*TASK DETAILS*.
Scan the data beneath this task and copy each line that includes "Identify".

*GIVEN DATA*.
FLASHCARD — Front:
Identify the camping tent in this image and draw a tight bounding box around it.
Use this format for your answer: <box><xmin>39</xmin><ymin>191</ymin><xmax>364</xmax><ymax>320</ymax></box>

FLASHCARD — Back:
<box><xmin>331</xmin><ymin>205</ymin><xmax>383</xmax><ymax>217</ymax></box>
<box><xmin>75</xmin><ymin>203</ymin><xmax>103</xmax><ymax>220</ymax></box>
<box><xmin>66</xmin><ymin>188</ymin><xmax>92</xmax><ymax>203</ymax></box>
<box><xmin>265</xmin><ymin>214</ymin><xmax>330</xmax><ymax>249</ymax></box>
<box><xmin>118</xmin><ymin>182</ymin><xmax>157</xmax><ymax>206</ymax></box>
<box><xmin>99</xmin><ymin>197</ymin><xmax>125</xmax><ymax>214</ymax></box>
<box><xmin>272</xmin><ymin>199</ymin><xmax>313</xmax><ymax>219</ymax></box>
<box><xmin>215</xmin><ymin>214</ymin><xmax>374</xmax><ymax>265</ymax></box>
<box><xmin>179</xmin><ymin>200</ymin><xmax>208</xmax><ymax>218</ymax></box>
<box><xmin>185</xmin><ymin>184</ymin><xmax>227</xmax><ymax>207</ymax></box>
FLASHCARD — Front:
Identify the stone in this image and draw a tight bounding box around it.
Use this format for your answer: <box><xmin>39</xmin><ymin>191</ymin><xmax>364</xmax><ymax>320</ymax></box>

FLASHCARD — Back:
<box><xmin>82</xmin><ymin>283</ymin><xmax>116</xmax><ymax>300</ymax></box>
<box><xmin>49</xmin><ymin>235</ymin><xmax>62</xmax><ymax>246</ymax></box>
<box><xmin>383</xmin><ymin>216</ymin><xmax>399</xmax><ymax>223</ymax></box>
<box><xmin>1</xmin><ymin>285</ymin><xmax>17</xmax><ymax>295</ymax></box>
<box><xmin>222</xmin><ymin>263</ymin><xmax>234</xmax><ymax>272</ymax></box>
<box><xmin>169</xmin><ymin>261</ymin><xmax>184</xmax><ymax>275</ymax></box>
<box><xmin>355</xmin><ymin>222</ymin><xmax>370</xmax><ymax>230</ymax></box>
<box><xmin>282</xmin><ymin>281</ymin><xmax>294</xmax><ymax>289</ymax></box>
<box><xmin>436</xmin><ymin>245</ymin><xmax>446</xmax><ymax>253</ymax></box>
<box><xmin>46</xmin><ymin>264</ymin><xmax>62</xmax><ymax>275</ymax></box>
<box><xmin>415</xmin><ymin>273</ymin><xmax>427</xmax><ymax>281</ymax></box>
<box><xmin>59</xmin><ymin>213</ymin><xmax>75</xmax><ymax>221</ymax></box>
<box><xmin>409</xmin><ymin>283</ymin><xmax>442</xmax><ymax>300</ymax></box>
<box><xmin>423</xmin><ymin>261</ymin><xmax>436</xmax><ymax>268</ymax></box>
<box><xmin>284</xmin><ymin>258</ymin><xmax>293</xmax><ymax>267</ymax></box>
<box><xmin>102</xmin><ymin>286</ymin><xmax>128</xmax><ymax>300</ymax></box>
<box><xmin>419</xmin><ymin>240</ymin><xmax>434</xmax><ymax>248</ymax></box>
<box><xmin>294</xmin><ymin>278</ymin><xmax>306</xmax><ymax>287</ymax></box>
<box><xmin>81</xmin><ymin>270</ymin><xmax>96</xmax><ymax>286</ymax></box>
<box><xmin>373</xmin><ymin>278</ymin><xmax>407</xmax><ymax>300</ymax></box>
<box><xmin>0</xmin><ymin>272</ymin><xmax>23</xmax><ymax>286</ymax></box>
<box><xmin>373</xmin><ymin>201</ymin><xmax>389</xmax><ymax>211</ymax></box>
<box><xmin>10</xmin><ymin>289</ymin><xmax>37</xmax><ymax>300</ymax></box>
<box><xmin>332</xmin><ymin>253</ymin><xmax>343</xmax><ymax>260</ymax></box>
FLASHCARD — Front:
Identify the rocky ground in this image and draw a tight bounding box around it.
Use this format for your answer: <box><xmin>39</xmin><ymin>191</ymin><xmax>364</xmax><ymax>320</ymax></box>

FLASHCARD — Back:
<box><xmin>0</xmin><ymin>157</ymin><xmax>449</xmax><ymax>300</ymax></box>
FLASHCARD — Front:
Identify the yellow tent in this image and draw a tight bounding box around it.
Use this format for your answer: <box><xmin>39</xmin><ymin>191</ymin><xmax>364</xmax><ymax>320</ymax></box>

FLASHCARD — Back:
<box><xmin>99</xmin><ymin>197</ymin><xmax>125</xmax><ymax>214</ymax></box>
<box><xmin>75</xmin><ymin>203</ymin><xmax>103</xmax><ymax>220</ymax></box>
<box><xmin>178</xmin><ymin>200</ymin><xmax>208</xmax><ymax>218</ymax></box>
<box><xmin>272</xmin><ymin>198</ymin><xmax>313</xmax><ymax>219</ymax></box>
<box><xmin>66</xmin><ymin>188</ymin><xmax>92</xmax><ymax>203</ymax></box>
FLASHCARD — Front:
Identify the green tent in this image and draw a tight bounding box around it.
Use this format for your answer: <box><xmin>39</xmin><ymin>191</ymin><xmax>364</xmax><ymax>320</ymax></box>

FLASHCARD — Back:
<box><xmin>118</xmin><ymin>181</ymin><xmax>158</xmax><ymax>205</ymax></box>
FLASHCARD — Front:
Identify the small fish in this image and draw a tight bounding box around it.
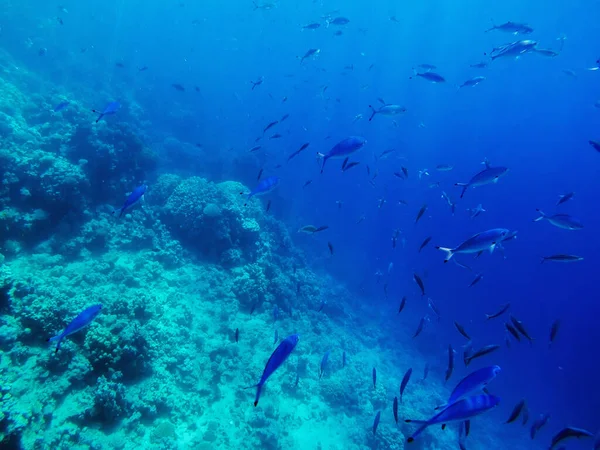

*RESPONSE FOR THIS EXERCISE*.
Identify the camping tent in this image and draw a tight bounding box around it.
Identify the stone in this image and draw a tight bounding box around it.
Identify the rocky ground in this image and draw a tight bounding box around it.
Identify the yellow tent in this image and draw a tight bounding box around it.
Identify the green tent in this image and draw a tight bounding box around it.
Identify the small fish in this image and draw a tight bounding box around it.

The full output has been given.